START EXCERPT PROVIDED

I like all the programs. Everything I do interests me. It was my goal to learn the basics and now I want to keep learning in order to help the community.
Why is community radio important?
Community radio is important because it gives voice to the people, it gives them an opening to express their opinion. Many of our listeners don’t have access to conventional or commercial media outlets. It’s a tool to communicate, to organize, and to keep people safe.
My community [Amando López] is pretty well organized, but others aren’t. Another function of community radio is to share stories and experiences so that those other communities can become more organized.
Does your family listen to Mangrove Radio?
My family are all avid listeners of Mangrove Radio. My daughter told me that she wants to work in radio like me when she grows up.
How do people interact with Mangrove Radio? What do they tell you?

END EXCERPT PROVIDED
START INPUT DATA

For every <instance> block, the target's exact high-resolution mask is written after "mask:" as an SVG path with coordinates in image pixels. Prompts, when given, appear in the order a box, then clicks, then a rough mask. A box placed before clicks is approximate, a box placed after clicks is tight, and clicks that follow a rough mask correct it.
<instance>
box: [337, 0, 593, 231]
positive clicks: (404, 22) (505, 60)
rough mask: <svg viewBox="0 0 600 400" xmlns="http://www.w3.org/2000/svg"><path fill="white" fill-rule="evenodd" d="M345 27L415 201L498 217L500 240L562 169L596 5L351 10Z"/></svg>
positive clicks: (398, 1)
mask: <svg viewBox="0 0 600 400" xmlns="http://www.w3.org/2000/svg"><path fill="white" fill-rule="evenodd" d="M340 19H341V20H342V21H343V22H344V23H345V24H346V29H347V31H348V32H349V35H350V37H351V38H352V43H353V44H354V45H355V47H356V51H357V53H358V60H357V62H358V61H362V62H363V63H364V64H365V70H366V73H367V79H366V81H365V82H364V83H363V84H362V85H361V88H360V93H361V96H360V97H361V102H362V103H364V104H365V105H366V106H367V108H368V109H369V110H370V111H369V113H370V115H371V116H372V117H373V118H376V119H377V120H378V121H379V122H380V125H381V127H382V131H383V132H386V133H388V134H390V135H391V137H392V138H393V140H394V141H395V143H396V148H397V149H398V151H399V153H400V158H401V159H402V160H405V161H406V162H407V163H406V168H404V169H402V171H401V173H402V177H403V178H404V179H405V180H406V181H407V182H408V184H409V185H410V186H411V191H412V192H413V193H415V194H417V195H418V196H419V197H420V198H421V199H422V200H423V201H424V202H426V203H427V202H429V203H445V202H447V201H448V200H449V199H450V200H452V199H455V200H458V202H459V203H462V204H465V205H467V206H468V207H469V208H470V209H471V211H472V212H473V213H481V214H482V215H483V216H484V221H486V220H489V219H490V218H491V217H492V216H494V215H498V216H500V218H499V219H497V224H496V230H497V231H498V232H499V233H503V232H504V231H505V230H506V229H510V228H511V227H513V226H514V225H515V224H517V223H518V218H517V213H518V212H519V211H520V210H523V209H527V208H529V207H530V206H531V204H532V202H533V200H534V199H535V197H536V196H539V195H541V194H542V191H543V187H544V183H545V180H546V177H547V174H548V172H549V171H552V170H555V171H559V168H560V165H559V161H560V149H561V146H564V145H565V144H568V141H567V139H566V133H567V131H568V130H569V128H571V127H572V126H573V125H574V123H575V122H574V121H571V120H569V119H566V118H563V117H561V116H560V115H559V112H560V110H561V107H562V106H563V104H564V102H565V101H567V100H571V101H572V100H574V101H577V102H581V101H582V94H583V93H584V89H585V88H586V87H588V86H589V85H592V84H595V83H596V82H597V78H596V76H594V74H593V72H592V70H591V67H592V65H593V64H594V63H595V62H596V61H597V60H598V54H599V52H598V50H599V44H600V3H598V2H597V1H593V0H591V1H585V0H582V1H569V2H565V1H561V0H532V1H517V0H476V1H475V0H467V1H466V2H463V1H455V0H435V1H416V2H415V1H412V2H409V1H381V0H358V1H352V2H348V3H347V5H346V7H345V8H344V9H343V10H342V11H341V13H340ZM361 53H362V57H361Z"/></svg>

END INPUT DATA

TASK REQUIREMENTS ▸
**1.** Report every line of the entries that contains the string "instance", treating uppercase and lowercase as distinct.
**2.** Write what comes next in the interview excerpt about Mangrove Radio, beginning after its final question.

EXPECTED RESULTS ▸
**1.**
For every <instance> block, the target's exact high-resolution mask is written after "mask:" as an SVG path with coordinates in image pixels. Prompts, when given, appear in the order a box, then clicks, then a rough mask. A box placed before clicks is approximate, a box placed after clicks is tight, and clicks that follow a rough mask correct it.
<instance>

**2.**
We receive lots of messages and phone calls daily from listeners. They call to give shout outs to their friends and family who are also listening, and to tell us what’s going on in their communities. People identify with what we talk about, because we come from the same communities. There are even people in places like Panamá and the United States who tune in.
I have a friend now living in the United States who listens to our online live stream. She says that since she’s immigrated to the U.S. she’s felt very alone. Listening to the radio makes her happy and makes her feel connected.
Community radio is powerful like that. It helps rekindle people’s love for the region, for their roots, and it helps them remember their home. Families connect through the radio. Thanks to the radio, their family and home are always present in their minds and hearts.
We are here to help maintain that link.
Is there anything else you’d like the readers of our blog to know?
I’d like to thank all of EcoViva’s supporters for making Mangrove Radio a reality. We wouldn’t be able to progress like this without them. We will keep striving every day to bring timely news, educational programs, and entertainment to the communities we serve. Thank you!